[Saklanan satırlar]
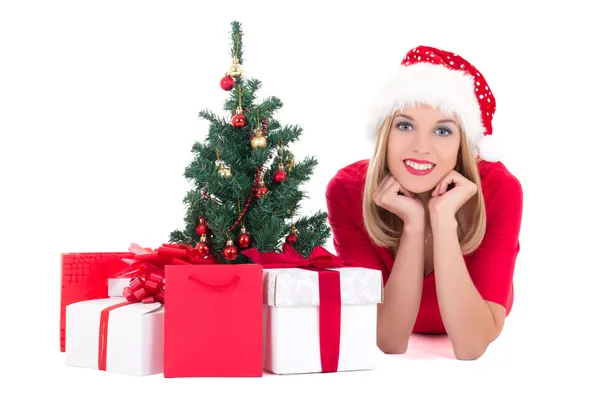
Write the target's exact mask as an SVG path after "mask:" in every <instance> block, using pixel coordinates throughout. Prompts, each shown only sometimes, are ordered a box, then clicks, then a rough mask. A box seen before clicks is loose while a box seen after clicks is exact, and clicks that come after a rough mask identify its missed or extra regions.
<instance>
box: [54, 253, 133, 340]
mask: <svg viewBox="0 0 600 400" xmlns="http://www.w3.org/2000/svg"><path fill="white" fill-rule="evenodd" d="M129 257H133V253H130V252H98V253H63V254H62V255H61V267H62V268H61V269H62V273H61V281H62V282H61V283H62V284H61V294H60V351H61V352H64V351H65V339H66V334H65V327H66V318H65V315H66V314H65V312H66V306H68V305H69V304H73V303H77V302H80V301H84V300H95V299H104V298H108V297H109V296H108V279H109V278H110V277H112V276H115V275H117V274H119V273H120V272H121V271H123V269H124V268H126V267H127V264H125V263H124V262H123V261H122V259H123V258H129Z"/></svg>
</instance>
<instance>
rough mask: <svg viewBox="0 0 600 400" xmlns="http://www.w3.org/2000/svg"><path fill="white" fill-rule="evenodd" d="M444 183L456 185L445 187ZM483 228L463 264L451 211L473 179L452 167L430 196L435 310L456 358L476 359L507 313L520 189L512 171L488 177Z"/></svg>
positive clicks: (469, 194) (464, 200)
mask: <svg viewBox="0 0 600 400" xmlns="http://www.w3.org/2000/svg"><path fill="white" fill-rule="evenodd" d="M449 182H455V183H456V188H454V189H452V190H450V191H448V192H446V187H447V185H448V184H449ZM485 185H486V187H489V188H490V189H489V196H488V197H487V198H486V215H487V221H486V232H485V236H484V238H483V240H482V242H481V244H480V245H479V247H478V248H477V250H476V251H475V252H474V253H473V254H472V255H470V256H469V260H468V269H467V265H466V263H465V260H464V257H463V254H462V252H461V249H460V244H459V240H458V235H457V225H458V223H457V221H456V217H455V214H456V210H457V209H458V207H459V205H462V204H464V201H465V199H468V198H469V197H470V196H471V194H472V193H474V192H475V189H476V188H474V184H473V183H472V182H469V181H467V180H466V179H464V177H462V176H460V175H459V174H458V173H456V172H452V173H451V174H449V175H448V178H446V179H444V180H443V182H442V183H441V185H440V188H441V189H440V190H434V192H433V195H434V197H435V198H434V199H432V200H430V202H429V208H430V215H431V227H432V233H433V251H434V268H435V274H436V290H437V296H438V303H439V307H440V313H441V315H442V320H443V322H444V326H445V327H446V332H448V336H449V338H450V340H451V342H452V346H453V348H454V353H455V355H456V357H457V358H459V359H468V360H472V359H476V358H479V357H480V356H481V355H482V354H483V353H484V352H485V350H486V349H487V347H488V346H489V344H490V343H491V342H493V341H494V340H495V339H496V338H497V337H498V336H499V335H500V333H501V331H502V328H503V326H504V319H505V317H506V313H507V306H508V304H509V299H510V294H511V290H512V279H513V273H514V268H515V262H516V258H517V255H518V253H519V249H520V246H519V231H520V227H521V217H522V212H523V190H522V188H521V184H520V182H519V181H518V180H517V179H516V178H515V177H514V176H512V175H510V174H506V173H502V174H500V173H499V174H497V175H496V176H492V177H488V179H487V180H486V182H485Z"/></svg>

...

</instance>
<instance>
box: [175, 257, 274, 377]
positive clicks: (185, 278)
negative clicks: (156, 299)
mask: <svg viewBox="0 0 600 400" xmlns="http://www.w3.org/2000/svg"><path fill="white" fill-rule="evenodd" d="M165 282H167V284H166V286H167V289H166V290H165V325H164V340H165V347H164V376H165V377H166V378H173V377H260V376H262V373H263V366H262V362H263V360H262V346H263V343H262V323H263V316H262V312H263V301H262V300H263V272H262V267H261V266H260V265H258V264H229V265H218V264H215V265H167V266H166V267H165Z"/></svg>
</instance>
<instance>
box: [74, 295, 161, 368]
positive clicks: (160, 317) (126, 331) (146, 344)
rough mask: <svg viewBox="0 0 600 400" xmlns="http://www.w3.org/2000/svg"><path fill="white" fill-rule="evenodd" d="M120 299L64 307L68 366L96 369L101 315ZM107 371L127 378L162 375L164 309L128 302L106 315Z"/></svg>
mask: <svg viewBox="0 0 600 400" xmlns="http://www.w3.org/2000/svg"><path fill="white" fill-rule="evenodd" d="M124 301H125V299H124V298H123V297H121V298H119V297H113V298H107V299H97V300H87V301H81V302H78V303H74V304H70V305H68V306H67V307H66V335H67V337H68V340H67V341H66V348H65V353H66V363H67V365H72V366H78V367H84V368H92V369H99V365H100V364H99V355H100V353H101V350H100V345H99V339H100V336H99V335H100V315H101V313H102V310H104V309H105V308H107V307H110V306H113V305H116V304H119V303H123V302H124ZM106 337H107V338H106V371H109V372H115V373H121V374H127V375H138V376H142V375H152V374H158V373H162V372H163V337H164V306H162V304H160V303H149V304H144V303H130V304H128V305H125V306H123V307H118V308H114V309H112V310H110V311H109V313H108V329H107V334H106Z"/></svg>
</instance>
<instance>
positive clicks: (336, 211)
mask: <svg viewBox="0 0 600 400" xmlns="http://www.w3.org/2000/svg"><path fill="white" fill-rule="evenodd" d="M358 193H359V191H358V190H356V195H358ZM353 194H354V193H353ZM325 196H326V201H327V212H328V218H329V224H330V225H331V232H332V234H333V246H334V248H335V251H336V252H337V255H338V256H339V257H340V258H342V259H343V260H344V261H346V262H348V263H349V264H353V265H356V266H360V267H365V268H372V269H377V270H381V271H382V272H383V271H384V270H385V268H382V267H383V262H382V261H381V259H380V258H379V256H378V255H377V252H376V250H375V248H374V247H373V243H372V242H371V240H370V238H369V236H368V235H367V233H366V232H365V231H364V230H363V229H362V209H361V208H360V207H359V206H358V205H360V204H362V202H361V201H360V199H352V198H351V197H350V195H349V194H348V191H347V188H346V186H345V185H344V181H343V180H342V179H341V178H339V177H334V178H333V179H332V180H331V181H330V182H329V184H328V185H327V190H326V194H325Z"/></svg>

* * *

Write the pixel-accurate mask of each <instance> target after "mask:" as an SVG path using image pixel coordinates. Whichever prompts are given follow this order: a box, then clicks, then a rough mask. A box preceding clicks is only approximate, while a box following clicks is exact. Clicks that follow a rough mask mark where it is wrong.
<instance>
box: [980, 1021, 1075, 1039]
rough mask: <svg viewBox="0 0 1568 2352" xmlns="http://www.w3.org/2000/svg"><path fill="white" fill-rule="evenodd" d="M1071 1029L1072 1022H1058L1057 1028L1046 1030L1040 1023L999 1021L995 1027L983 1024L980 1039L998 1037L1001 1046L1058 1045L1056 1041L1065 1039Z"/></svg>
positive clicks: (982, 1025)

## Alıştırma amacı
"Write the target's" ifadesini içeren satırla başlayıp "box: [54, 253, 133, 340]" ifadesini içeren satırla biten bölümü, iki uçtaki satırlar da dahil olmak üzere, hiçbir değişiklik yapmadan yeniden yazın.

## Görev cevabı
Write the target's exact mask as an SVG path after "mask:" in every <instance> block, using pixel coordinates throughout. Prompts, each shown only sometimes, are ordered a box, then clicks, then a rough mask. A box seen before clicks is loose while a box seen after clicks is exact, and clicks that come after a rough mask identify its missed or extra regions.
<instance>
box: [54, 253, 133, 340]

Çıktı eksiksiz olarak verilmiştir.